++++ Text ++++

Add geom_histogram() to the pipeline.


... + 
  geom_histogram()
smaller |>
  ggplot(aes(x = carat)) +
  geom_histogram()

This histogram suggests several interesting questions:

Exercise 12

Within geom_histogram(), set the binwidth argument to 0.01.


... +
  geom_histogram(binwidth = ...)
smaller |>
  ggplot(aes(x = carat)) +
  geom_histogram(binwidth = 0.01)

This visualization also revealed clusters, which suggest that subgroups exist in your data. To understand the subgroups, ask:

Exercise 13

Let's observe and take note of unusual values in the dataset. With a new pipeline, pipe diamonds to ggplot().


diamonds |> 
  ...
diamonds |> 
  ggplot()

Outliers are observations that are unusual; data points that don’t seem to fit the pattern.

Exercise 14

Within ggplot(), using aes(), set the x argument to y.


diamonds |> 
  ggplot(aes(x = ...))
diamonds |> 
  ggplot(aes(x = y))

Be careful! The x in this code is an argument, the usual usage with aes(). The y, on the other hand, is not an argument! It is not the usual y for which we provide a value when using aes(). In this case, y is a variable in the diamonds tibble.

Always be careful when variable names happen to be the same as argument names!

Sometimes outliers are data entry errors, sometimes they are simply values at the extremes that happened to be observed in this data collection, and other times they suggest important new discoveries.

Exercise 15

Add geom_histogram() to the pipeline


... +
  geom_histogram()
diamonds |> 
  ggplot(aes(x = y)) +
    geom_histogram()

When you have a lot of data, outliers are sometimes difficult to see in a histogram. We know that they are there because the x-axis extends all the way to 60.

Exercise 16

Within geom_histogram(), add the binwidth argument and set it equal to 0.5.


... +
  geom_histogram(binwidth = ...)
diamonds |> 
  ggplot(aes(x = y)) +
    geom_histogram(binwidth = 0.5)

There are so many observations in the common bins that the rare bins are very short, making it very difficult to see them (although maybe if you stare intently at 0 you’ll spot something). To make it easy to see the unusual values, we need to zoom to small values of the y-axis with coord_cartesian().

Exercise 17

Add coord_cartesian() to the pipeline. Within coord_cartesian(), add the ylim argument and set it equal to c(0, 50).


... + 
  coord_cartesian(ylim = ...)

++++ Data records ++++

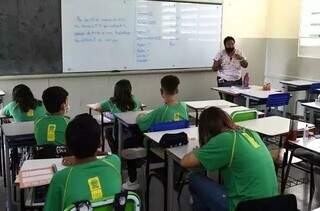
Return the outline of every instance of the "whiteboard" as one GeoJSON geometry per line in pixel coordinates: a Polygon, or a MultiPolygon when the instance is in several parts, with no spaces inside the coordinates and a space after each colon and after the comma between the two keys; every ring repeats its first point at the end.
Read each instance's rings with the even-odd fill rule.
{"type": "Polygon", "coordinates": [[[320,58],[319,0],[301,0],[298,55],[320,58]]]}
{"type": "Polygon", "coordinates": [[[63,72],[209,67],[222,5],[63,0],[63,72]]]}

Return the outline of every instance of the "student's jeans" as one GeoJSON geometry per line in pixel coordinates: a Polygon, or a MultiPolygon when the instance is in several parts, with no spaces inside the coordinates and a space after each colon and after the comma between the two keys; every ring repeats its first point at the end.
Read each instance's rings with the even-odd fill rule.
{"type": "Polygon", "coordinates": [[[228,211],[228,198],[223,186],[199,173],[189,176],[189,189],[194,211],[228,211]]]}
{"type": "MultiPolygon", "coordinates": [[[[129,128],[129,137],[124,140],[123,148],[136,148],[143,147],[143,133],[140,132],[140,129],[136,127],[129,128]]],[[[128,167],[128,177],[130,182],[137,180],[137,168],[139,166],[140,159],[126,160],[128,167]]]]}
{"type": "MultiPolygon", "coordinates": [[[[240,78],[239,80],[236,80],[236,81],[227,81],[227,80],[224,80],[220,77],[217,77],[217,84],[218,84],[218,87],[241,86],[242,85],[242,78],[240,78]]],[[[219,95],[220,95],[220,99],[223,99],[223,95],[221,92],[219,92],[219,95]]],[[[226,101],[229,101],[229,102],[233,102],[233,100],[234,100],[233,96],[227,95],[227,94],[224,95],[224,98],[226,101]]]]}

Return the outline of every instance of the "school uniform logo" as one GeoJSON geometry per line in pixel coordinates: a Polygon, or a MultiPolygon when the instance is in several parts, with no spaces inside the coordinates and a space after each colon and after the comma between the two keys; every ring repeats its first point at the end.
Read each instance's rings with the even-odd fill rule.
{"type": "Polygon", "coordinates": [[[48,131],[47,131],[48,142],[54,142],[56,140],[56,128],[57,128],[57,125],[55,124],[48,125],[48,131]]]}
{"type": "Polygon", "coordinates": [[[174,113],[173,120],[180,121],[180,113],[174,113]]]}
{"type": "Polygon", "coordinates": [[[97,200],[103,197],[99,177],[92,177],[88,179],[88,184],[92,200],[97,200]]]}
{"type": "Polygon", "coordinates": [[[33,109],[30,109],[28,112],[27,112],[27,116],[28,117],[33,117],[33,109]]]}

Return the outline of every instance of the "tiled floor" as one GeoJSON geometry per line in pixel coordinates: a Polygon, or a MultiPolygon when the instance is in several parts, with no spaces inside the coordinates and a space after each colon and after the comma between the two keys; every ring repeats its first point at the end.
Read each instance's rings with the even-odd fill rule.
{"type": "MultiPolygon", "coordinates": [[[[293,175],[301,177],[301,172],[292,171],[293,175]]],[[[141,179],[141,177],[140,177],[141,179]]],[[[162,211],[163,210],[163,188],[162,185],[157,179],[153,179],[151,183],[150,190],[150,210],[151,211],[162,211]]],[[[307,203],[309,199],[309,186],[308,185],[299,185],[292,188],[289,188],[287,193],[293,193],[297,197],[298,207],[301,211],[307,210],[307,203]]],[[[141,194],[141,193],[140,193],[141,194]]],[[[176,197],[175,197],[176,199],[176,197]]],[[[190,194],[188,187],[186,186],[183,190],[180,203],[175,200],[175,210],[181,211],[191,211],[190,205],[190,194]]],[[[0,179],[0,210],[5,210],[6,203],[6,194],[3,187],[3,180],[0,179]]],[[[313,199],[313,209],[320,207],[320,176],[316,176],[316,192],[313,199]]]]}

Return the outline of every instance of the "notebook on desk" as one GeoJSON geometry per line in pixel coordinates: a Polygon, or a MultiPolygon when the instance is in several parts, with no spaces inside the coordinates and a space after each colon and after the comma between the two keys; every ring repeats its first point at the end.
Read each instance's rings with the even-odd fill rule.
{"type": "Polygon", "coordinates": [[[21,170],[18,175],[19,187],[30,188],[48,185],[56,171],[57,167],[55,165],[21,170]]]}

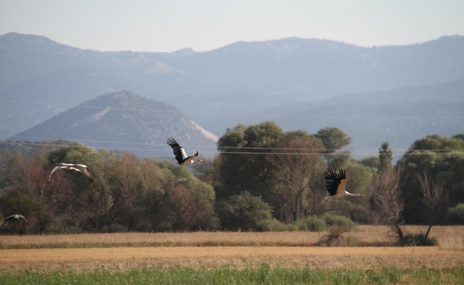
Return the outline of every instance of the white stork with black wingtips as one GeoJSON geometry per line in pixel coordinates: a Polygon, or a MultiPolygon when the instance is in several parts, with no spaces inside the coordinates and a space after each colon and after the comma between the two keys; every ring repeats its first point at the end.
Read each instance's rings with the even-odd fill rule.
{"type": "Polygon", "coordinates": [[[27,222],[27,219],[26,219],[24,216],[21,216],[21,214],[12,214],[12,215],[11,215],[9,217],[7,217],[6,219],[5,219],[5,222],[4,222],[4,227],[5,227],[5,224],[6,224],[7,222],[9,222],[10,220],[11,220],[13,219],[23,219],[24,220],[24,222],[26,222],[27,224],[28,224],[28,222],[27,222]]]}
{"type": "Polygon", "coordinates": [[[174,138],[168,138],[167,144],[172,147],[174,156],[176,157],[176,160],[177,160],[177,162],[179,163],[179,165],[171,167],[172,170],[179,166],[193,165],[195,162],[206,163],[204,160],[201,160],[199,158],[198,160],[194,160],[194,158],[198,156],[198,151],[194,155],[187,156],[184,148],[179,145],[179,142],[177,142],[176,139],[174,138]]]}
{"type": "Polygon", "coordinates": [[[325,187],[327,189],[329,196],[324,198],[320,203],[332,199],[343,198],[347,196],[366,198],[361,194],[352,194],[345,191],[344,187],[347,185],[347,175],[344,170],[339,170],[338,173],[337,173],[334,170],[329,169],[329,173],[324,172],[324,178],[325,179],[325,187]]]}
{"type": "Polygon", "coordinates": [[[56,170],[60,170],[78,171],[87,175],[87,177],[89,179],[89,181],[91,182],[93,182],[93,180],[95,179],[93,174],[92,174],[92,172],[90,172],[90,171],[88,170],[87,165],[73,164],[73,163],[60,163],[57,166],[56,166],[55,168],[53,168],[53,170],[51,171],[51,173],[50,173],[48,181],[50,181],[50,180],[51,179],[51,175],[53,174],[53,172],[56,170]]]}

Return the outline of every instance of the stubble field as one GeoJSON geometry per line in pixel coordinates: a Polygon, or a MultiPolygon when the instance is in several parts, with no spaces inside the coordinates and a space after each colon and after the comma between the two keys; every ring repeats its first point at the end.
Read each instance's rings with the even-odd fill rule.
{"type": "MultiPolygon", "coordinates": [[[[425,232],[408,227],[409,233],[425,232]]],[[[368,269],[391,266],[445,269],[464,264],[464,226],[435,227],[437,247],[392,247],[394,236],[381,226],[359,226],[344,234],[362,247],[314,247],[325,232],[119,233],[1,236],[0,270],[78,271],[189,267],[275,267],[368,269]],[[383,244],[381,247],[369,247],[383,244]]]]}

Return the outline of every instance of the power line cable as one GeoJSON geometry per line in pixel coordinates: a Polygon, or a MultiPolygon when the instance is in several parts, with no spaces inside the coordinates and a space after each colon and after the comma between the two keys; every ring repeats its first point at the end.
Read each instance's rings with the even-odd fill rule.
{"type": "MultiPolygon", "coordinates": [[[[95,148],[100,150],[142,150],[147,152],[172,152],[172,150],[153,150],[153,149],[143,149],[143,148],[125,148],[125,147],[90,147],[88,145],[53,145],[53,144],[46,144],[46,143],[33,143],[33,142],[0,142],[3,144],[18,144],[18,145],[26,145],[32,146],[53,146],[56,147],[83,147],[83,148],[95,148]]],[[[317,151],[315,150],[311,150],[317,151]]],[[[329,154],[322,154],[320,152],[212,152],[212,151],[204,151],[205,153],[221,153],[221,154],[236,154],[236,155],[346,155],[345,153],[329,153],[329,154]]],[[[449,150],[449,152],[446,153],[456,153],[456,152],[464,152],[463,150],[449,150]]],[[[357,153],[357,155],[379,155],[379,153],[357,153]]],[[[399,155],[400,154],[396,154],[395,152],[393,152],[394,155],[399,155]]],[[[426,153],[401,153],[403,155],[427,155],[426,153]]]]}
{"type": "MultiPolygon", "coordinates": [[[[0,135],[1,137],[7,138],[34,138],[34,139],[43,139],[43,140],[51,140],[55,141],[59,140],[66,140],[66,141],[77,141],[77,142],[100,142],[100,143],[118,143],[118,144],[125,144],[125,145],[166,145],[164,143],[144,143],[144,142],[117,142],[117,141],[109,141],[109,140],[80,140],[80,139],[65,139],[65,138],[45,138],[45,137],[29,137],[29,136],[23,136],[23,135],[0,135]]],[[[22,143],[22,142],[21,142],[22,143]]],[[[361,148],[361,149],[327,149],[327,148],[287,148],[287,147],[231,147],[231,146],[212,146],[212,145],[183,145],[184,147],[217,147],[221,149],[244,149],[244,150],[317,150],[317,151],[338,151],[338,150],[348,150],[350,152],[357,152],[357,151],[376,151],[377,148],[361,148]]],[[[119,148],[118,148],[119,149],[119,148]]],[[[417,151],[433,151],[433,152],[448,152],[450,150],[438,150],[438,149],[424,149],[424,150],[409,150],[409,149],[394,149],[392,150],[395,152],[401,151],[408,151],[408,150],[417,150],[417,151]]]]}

++++

◆ **Request**: Continue the ggplot2 tutorial on the diamonds data from the point where it stops.

◆ **Task result**:
diamonds |> 
  ggplot(aes(x = y)) +
    geom_histogram(binwidth = 0.5) +
    coord_cartesian(ylim = c(0, 50))

The function, coord_cartesian(), also has an xlim argument for when you need to zoom into the x-axis. ggplot2 also has xlim() and ylim() functions that work slightly differently: they throw away the data outside the limits. This allows us to see that there are three unusual values: 0, ~30, and ~60.

Exercise 18

Pipe diamonds to filter() and filter y to be less than 3.


diamonds |> 
  filter(y < ...)
diamonds |> 
  filter(y < 3)

The y variable measures one of the three dimensions of these diamonds, in mm. We know that diamonds can’t have a width of 0 mm, so these values must be incorrect.

Exercise 19

Modify the pipe by adding, to the filter() command, | and then y greater than 20.


diamonds |> 
  filter(y < 3 | y > ...)
diamonds |> 
  filter(y < 3 | y > 20)

EDA is an important part of any data analysis, even if the primary research questions are handed to you on a platter, because you always need to investigate the quality of your data.

Exercise 20

Add select() to the pipeline. Within select(), select the variables price, x, y, and z.


... |> 
  select(price, x, ...)
diamonds |> 
  filter(y < 3 | y > 20) |> 
  select(price, x, y, z)

Exercise 21

Add arrange() to the pipeline. Within arrange(), add the variable y


... |> 
  arrange(...)
diamonds |> 
  filter(y < 3 | y > 20) |> 
  select(price, x, y, z) |> 
  arrange(y)

This arranges the data by the width of the diamonds. By doing EDA, we have discovered missing data that was coded as 0, which we never would have found by simply searching for NAs. Going forward we might choose to re-code these values as NAs in order to prevent misleading calculations. We might also suspect that measurements of 32mm and 59mm are implausible: those diamonds are over an inch long, but don’t cost hundreds of thousands of dollars!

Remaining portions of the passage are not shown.